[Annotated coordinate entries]
☆ ☆ ☆
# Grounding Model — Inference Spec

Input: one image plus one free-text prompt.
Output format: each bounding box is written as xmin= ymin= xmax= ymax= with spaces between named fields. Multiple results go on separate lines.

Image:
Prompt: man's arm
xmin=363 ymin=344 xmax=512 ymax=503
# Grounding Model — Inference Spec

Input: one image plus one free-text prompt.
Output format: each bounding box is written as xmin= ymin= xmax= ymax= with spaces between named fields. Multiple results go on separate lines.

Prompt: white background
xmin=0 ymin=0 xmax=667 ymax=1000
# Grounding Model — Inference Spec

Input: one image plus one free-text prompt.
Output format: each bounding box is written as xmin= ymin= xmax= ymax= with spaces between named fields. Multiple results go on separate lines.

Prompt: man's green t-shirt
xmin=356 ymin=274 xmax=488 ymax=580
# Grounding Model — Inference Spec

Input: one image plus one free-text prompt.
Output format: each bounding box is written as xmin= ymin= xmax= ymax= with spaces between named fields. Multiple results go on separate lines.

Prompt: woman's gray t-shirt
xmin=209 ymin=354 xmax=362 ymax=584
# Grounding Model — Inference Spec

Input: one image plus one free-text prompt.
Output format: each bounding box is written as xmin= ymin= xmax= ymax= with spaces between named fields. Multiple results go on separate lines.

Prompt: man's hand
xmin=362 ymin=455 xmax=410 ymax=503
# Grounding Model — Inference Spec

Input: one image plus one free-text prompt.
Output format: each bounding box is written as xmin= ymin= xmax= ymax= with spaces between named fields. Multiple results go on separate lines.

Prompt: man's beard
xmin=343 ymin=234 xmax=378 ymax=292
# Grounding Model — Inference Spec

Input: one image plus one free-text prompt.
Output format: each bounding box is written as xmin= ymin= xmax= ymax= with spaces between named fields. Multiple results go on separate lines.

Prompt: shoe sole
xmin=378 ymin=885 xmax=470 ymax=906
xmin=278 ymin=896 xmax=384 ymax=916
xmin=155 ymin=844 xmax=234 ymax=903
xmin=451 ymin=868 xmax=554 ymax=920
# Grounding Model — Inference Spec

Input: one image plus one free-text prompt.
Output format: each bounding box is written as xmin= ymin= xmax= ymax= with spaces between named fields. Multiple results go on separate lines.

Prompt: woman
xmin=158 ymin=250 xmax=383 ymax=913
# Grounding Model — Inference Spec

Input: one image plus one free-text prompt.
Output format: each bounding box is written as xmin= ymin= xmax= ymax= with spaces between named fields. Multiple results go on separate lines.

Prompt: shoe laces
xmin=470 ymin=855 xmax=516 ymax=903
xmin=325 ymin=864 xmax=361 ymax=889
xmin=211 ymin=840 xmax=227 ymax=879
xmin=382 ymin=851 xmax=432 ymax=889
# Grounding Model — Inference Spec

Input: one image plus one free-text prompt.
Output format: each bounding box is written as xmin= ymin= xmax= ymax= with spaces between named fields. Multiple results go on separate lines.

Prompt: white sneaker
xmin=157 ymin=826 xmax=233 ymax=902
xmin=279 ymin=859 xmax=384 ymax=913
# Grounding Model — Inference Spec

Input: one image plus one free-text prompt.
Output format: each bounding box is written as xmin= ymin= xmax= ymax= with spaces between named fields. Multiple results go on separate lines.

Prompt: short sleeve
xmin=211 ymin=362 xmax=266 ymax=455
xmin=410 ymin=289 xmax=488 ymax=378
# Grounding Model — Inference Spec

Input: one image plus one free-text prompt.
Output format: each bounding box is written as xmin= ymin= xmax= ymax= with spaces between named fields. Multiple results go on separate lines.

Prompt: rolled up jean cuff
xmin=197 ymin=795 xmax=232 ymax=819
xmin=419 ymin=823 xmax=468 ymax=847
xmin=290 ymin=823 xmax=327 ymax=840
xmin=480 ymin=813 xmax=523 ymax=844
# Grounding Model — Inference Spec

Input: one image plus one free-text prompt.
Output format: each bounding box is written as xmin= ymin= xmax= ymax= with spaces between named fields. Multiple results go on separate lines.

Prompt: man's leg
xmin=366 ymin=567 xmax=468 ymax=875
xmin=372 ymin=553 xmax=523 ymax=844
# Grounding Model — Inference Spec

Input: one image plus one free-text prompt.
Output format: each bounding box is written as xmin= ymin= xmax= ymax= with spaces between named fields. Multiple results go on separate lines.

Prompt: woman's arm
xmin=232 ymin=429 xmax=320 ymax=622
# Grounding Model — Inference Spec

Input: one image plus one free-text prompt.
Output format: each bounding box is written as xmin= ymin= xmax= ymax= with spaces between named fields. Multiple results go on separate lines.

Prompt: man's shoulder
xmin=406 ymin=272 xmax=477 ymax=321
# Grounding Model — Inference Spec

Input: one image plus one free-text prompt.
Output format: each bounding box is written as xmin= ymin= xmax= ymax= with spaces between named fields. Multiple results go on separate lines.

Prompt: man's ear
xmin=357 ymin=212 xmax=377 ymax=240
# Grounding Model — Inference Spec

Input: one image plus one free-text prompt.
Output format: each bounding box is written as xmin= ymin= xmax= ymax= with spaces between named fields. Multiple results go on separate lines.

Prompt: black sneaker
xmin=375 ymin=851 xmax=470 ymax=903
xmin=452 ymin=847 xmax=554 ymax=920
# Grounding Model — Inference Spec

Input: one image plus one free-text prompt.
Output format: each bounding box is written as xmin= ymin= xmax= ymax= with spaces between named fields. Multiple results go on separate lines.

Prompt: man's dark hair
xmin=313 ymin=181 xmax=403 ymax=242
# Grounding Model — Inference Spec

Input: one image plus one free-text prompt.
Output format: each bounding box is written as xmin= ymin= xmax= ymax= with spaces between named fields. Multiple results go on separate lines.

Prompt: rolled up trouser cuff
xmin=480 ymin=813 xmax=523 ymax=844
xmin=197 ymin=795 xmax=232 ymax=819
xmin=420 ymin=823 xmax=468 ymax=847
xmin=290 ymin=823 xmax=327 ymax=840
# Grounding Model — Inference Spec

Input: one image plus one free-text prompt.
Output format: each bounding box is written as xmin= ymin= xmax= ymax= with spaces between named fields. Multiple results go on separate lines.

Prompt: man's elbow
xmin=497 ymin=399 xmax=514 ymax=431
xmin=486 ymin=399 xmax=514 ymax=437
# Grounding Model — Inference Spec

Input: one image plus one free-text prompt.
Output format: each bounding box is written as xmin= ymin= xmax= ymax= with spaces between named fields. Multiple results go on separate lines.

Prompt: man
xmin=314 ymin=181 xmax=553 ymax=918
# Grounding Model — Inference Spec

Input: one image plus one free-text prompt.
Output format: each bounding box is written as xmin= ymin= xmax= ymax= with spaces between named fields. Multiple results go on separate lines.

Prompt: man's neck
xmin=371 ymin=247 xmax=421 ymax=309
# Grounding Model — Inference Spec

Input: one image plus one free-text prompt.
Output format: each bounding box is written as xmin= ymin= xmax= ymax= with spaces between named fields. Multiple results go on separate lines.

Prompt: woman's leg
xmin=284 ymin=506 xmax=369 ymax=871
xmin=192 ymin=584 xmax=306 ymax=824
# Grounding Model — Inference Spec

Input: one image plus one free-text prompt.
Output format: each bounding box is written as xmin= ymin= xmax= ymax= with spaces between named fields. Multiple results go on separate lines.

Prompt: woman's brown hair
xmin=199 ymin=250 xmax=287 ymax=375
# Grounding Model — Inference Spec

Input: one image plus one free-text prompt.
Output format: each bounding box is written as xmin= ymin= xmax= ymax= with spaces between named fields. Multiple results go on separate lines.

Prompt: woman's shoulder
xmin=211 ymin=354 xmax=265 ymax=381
☆ ☆ ☆
## Exercise goal
Can you reproduce every one of the entries above, word for word and line for line?

## Task answer
# Grounding Model — Inference Spec

Input: one image plus one free-text prompt.
Output format: each bounding box is written as xmin= ymin= xmax= ymax= with spaces between named fields. Multiple results go on separate lines.

Image:
Prompt: man's arm
xmin=363 ymin=344 xmax=512 ymax=503
# Grounding Model — Inference Spec

Input: one image plus one free-text prompt.
Output format: each bounding box is written as xmin= ymin= xmax= ymax= with spaces between named fields. Multiple results go on separate lines.

Prompt: white background
xmin=0 ymin=0 xmax=667 ymax=1000
# Grounding Model — Inference Spec

Input: one image plus one free-text prompt.
Output format: each bounding box is written as xmin= ymin= xmax= ymax= with spaces between named fields. Multiple results go on separate lines.

Prompt: man's green t-shirt
xmin=356 ymin=274 xmax=488 ymax=580
# Grounding Model — Inference Spec

Input: one image plus one free-text prompt.
Output format: each bounding box is written as xmin= ymin= xmax= ymax= with spaces between named fields. Multiple results go on separate lines.

Prompt: woman's gray t-shirt
xmin=209 ymin=354 xmax=362 ymax=584
# Grounding Model — Inference Spec

Input: one image plus one free-text prompt.
Output format: each bounding box is written as xmin= ymin= xmax= ymax= with spaces between named fields. Multiple results go on separate lines.

Prompt: man's hand
xmin=362 ymin=455 xmax=410 ymax=503
# Grounding Model — Inference Spec

Input: one image plus one free-text prompt.
Output format: each bounding box is written as xmin= ymin= xmax= ymax= with spaces between named fields. Multiple results go on separate lines.

Prompt: man's beard
xmin=343 ymin=234 xmax=378 ymax=292
# Grounding Model — Inference Spec

Input: one image plus one free-text prompt.
Output format: each bounding box is written as xmin= ymin= xmax= ymax= with spaces between named fields. Multiple results go on separate lines.

Prompt: shoe sole
xmin=378 ymin=885 xmax=470 ymax=906
xmin=278 ymin=896 xmax=384 ymax=916
xmin=155 ymin=844 xmax=234 ymax=903
xmin=451 ymin=868 xmax=554 ymax=920
# Grounding Model — Inference Spec

Input: one image plus one free-text prompt.
Output format: each bounding box is written as xmin= ymin= xmax= ymax= with spaces between named fields. Multiple results go on separate lines.

Prompt: woman
xmin=158 ymin=250 xmax=383 ymax=913
# Grounding Model — Inference Spec

Input: one image plus one free-text prompt.
Output format: each bounding box is written as xmin= ymin= xmax= ymax= with spaces between named fields. Multiple results go on separate lines.

Prompt: shoe laces
xmin=470 ymin=855 xmax=516 ymax=903
xmin=325 ymin=864 xmax=361 ymax=889
xmin=211 ymin=840 xmax=227 ymax=879
xmin=382 ymin=851 xmax=432 ymax=889
# Grounding Model — Inference Spec

Input: one image plus one free-text prompt.
Output format: each bounding box is written as xmin= ymin= xmax= ymax= with spaces between named fields. Multiple results go on separate lines.

Prompt: white sneaker
xmin=157 ymin=826 xmax=233 ymax=902
xmin=279 ymin=859 xmax=384 ymax=913
# Grounding Model — Inference Spec

Input: one image plus one free-text prompt.
Output format: each bounding box is written as xmin= ymin= xmax= ymax= with spaces between named fields. Multiple results go on separate lines.

Prompt: short sleeve
xmin=211 ymin=362 xmax=266 ymax=455
xmin=410 ymin=289 xmax=488 ymax=378
# Grounding Model — Inference Spec

Input: one image plus one free-text prompt.
Output format: each bounding box is written as xmin= ymin= xmax= ymax= with spaces between named fields. Multiple results go on separate lines.

Prompt: rolled up jean cuff
xmin=197 ymin=795 xmax=232 ymax=819
xmin=419 ymin=823 xmax=468 ymax=847
xmin=290 ymin=823 xmax=327 ymax=840
xmin=480 ymin=813 xmax=523 ymax=844
# Grounding Model — Inference Spec

Input: one image plus one free-text prompt.
Output format: each bounding box is written as xmin= ymin= xmax= ymax= with spaces between named fields. Multiple results go on separate lines.

Prompt: man's leg
xmin=366 ymin=567 xmax=468 ymax=875
xmin=372 ymin=553 xmax=523 ymax=844
# Grounding Model — Inference Spec

Input: one image plus one free-text prompt.
Output format: each bounding box is written as xmin= ymin= xmax= ymax= with spaces between named fields. Multiple results go on separate lines.

Prompt: woman's arm
xmin=232 ymin=429 xmax=320 ymax=622
# Grounding Model — Inference Spec

Input: one image plus one free-text prompt.
Output format: each bounding box is written as xmin= ymin= xmax= ymax= with spaces between named fields. Multiple results go on separate lines.

Prompt: man's shoulder
xmin=406 ymin=272 xmax=477 ymax=321
# Grounding Model — Inference Spec

Input: one image plus one free-text prompt.
Output format: each bounding box is written as xmin= ymin= xmax= ymax= with spaces between named fields. Multiple results go on separate lines.

Prompt: man's ear
xmin=357 ymin=212 xmax=377 ymax=240
# Grounding Model — Inference Spec

Input: one image plus one free-text prompt.
Output format: each bounding box is written as xmin= ymin= xmax= ymax= with spaces between named fields. Multiple results go on separate lines.

Prompt: black sneaker
xmin=375 ymin=851 xmax=470 ymax=903
xmin=452 ymin=847 xmax=554 ymax=920
# Grounding Model — Inference Spec

Input: one image plus one free-text prompt.
Output format: each bounding box is written as xmin= ymin= xmax= ymax= with spaces between named fields. Multiple results go on separate lines.

Prompt: man's dark hair
xmin=313 ymin=181 xmax=403 ymax=242
# Grounding Model — Inference Spec

Input: one image plus one free-text prompt.
Output format: each bounding box is written as xmin= ymin= xmax= ymax= with spaces between named fields. Multiple results go on separate lines.

Prompt: rolled up trouser cuff
xmin=480 ymin=813 xmax=523 ymax=844
xmin=197 ymin=795 xmax=232 ymax=819
xmin=420 ymin=823 xmax=468 ymax=847
xmin=290 ymin=823 xmax=327 ymax=840
# Grounding Model — Inference Spec

Input: one image plus one free-text prompt.
Output format: each bounding box is written as xmin= ymin= xmax= ymax= with spaces between named fields. Multiple results go on separate lines.

Prompt: man's elbow
xmin=497 ymin=399 xmax=514 ymax=431
xmin=486 ymin=399 xmax=514 ymax=437
# Grounding Model — Inference Spec

Input: one image plus one free-text prompt.
Output format: each bounding box is written as xmin= ymin= xmax= ymax= with spaces between named fields. Multiple results go on separate lines.

Prompt: man
xmin=314 ymin=181 xmax=553 ymax=918
# Grounding Model — Inference Spec

Input: one image plus one free-text prompt.
Output format: each bounding box is written as xmin= ymin= xmax= ymax= with spaces between named fields. Multiple results go on separate lines.

Prompt: man's neck
xmin=371 ymin=247 xmax=421 ymax=309
# Grounding Model — Inference Spec

Input: one image plus one free-text prompt.
Output format: each bounding box is written as xmin= ymin= xmax= ymax= with spaces between named fields. Multiple results go on separate lines.

Prompt: woman's leg
xmin=284 ymin=506 xmax=369 ymax=871
xmin=192 ymin=584 xmax=306 ymax=824
# Grounding Model — Inference Spec

Input: one image plus one free-text prompt.
Output format: each bounding box is written as xmin= ymin= xmax= ymax= with spaces between named fields. Multiple results go on separate lines.

Prompt: woman's brown hair
xmin=199 ymin=250 xmax=287 ymax=375
# Grounding Model — Inference Spec

Input: one image plus one free-text prompt.
Output format: each bounding box is written as xmin= ymin= xmax= ymax= with spaces between named fields. Multiple results go on separate lines.

Prompt: woman's shoulder
xmin=211 ymin=354 xmax=265 ymax=381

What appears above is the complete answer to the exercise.